Please lay out the material below as a two-column CSV with the header query_text,box_answer and one row for each object to be located. Put its full wording in query_text and all of its boxes in box_answer, with each field in double quotes, line breaks turned into spaces, and the pictures left out.
=== Data entries ===
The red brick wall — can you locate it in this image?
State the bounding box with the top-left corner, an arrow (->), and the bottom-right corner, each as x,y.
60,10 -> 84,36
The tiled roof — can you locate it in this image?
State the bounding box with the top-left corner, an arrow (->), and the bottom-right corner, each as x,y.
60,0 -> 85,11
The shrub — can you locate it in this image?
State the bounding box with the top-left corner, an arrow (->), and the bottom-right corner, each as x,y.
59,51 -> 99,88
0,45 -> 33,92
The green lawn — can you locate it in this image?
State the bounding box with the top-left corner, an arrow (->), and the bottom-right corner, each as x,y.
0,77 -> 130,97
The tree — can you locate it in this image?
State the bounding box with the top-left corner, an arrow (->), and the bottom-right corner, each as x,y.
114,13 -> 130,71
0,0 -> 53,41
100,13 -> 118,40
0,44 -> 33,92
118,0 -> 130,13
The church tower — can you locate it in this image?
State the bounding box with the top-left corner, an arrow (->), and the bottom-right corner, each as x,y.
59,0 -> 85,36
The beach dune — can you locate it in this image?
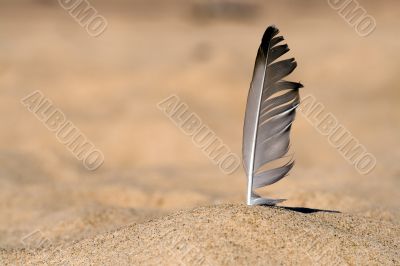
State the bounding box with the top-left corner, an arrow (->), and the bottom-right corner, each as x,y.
4,204 -> 400,265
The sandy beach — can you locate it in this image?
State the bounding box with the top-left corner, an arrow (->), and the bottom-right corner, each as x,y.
0,0 -> 400,265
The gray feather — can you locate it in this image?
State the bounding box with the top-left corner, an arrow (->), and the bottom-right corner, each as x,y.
242,26 -> 303,205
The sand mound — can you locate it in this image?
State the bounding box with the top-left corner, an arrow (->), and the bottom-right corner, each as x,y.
7,204 -> 400,265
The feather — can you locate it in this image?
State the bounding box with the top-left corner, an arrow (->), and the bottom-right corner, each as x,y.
242,26 -> 303,205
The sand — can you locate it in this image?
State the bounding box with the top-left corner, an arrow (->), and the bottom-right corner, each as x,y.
2,204 -> 400,265
0,0 -> 400,265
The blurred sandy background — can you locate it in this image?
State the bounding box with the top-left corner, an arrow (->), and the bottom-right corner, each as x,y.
0,0 -> 400,264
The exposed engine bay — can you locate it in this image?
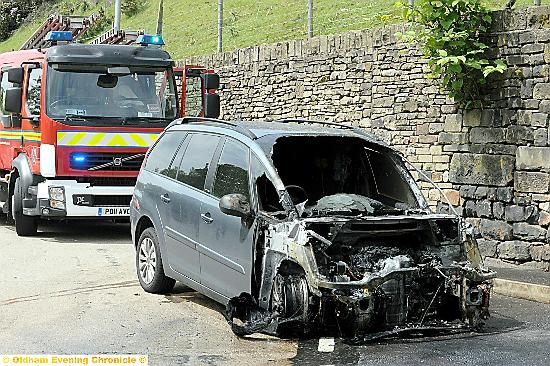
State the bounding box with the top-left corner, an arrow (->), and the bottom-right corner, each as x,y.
228,215 -> 495,341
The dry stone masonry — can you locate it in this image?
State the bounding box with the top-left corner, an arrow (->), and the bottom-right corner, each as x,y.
180,7 -> 550,270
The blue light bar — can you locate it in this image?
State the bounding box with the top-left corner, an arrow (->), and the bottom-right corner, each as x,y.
45,31 -> 73,42
136,34 -> 164,46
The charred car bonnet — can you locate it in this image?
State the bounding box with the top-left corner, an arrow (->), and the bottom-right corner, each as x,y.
131,118 -> 495,340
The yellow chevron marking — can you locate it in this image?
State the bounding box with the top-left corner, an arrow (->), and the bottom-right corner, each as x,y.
67,132 -> 86,146
87,132 -> 106,146
130,133 -> 149,147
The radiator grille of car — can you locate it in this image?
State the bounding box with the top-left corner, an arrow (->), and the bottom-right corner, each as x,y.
69,152 -> 145,171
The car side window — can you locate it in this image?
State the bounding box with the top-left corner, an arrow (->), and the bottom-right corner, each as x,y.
251,154 -> 284,212
145,131 -> 185,178
212,138 -> 250,200
176,134 -> 220,189
0,70 -> 12,122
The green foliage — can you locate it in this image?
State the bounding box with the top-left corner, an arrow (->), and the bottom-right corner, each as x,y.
402,0 -> 507,108
0,0 -> 51,41
79,7 -> 114,43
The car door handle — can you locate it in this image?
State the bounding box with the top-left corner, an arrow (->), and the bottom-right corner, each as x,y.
201,212 -> 214,224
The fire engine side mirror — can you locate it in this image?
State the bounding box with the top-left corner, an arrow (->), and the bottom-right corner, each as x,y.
3,88 -> 22,114
8,67 -> 24,85
202,74 -> 220,90
204,93 -> 220,118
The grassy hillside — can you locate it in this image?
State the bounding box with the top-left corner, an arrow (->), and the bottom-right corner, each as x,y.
0,0 -> 548,59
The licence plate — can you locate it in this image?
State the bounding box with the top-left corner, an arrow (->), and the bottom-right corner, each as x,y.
97,207 -> 130,216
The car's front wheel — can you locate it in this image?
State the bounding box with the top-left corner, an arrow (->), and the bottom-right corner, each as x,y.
136,227 -> 176,294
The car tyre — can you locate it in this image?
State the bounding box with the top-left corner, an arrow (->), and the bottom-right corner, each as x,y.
136,227 -> 176,294
11,177 -> 38,236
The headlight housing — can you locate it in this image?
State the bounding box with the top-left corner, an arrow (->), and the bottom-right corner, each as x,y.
48,186 -> 65,202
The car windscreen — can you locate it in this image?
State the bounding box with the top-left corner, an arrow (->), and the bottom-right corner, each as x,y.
270,135 -> 419,214
46,64 -> 178,127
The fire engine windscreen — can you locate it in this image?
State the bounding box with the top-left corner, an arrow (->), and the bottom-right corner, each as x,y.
46,64 -> 178,125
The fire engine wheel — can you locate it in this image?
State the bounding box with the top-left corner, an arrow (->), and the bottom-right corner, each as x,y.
11,178 -> 38,236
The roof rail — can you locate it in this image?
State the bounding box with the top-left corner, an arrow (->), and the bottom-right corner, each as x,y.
172,117 -> 258,140
273,118 -> 357,130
===
# Solution
query_text,box_answer
"The red brick wall — can you locate it in this image? State the bounding box with the top-left corner, an arrow (->), and the bottom-right corner, each as x,y.","60,10 -> 84,36"
"The tiled roof — can you locate it in this image? State the bounding box with the top-left corner, an arrow (->), and the bottom-right corner, each as x,y.","60,0 -> 85,11"
"The shrub — can you locate it in this image? State the bounding box with the top-left corner, an arrow (->), and the bottom-right corner, each as x,y.","59,51 -> 99,88 0,45 -> 33,92"
"The green lawn — can you locate it in this image? State the bounding box with the top-left corner, an arrow (->), and the bottom-right corner, each as x,y.","0,77 -> 130,97"
"The tree — can you locate it in this image? State the bounding box with the top-left corner, an arrow (->), and the bottom-right corner, each as x,y.","114,13 -> 130,71 0,0 -> 53,41 100,13 -> 118,40 0,44 -> 33,92 118,0 -> 130,13"
"The church tower — can you locate it in this image? State the bounding box with the top-left corner, an arrow (->), and the bottom-right corner, each as x,y.","59,0 -> 85,36"
"The beach dune — can you locate it in this image? State the bounding box with the top-left corner, an arrow (->), and the bottom-right corner, each as x,y.","4,204 -> 400,265"
"The sandy beach — can you locate it in this image? State the bounding box with the top-left corner, an arrow (->), and the bottom-right corner, each as x,y.","0,0 -> 400,265"
"The gray feather — can you locate it in this image? State the bounding box with the top-left corner, an arrow (->), and the bottom-right corner, each as x,y.","242,26 -> 303,205"
"The sand mound — can you locate it in this image? State the bounding box with the top-left corner, an arrow (->), and the bottom-right corner, each as x,y.","7,204 -> 400,265"
"The feather — can you locate it in this image? State the bounding box with the top-left corner, an arrow (->), and the bottom-right corner, each as x,y.","242,26 -> 303,205"
"The sand — can you locate it in this image? State the bounding box with the top-left corner, an arrow (->), and the bottom-right corner, each as x,y.","2,204 -> 400,265 0,0 -> 400,265"
"The blurred sandy background — can you locate it in this image? State the bounding box with the top-left corner, an arrow (->), and the bottom-right corner, each as x,y.","0,0 -> 400,264"
"The exposed engine bay — can you locate it in this image? State the bounding box with the top-left corner, an arrow (->), and the bottom-right corner, each as x,y.","228,215 -> 495,341"
"The dry stone masonry — can you locate it in this image? State the bounding box with the top-left corner, an arrow (->), and the bottom-right corner, each as x,y.","180,7 -> 550,270"
"The blue light bar — can you locate it in this image? State the bounding box with the top-left corner, an arrow (->), and the bottom-right corner, each as x,y.","45,31 -> 73,42 136,34 -> 164,46"
"The charred car bonnet — can you locate it in this image? State the bounding box with the top-left corner, an arrow (->), and the bottom-right corner, each as x,y.","131,118 -> 495,340"
"The yellow chevron marking — can you locate it in this image? State the bounding box with the top-left corner, an arrow (->), and the bottom-right corner, each as x,y.","67,132 -> 86,146 87,132 -> 106,146 130,133 -> 149,147"
"The radiator grille of car — can you locate it in this image? State the bounding box with the top-left corner, an arrow (->), and the bottom-right corner, each as x,y.","69,152 -> 145,171"
"The car side window — can you locate it in this image? State the bounding box with the top-left corner, an arrow (->), and the bottom-right corner, each as x,y.","251,154 -> 284,212 145,131 -> 185,178 212,138 -> 250,200 176,134 -> 220,189 0,70 -> 12,122"
"The green foliage — can you locate it in this image? State the bounding box with the top-left corner, an arrow (->), and the bottom-right corner, each as x,y.","402,0 -> 507,108 0,0 -> 51,41 79,7 -> 114,43"
"The car door handle — can you locate it in this image? State the bounding box with the top-left corner, an arrow (->), and the bottom-right corner, each as x,y.","201,212 -> 214,224"
"The fire engine side mirror — can you locate it in this image? State the bounding box with the top-left corner, an arrow (->), and the bottom-right corner, each as x,y.","3,88 -> 22,114 8,67 -> 24,85 202,74 -> 220,90 204,93 -> 220,118"
"The grassy hillside — can you locate it in this image? State the bounding box with the top-left corner, an arrow (->), and the bottom-right corner, each as x,y.","0,0 -> 548,59"
"The licence plate — can you locate it in this image? State the bounding box with the top-left corner, an arrow (->), and the bottom-right corner, each as x,y.","97,207 -> 130,216"
"The car's front wheel — can you locate it in this image? State the bounding box with the top-left corner, an arrow (->), and the bottom-right corner, each as x,y.","136,227 -> 176,294"
"The car tyre — can you locate it in this image? State the bounding box with the top-left corner, an arrow (->), and the bottom-right corner, each as x,y.","136,227 -> 176,294 11,177 -> 38,236"
"The headlight housing — can you locate it in this image? State the bounding box with the top-left corner, an arrow (->), and the bottom-right corner, each as x,y.","48,186 -> 65,202"
"The car windscreen — can you locate it in this image? State the bounding box with the top-left corner, an arrow (->), and the bottom-right corner, each as x,y.","270,135 -> 419,214 46,64 -> 178,127"
"The fire engine windscreen — can you locate it in this image? State the bounding box with the top-left corner, an arrow (->), and the bottom-right corner, each as x,y.","46,64 -> 178,125"
"The fire engine wheel — can you locate it in this image? State the bounding box with the top-left corner, an arrow (->), and the bottom-right corner, each as x,y.","11,178 -> 38,236"
"The roof rail — can you locate it in this image? State the bounding box with the top-left corner, an arrow (->), and the bottom-right corner, each as x,y.","172,117 -> 258,140 273,118 -> 357,130"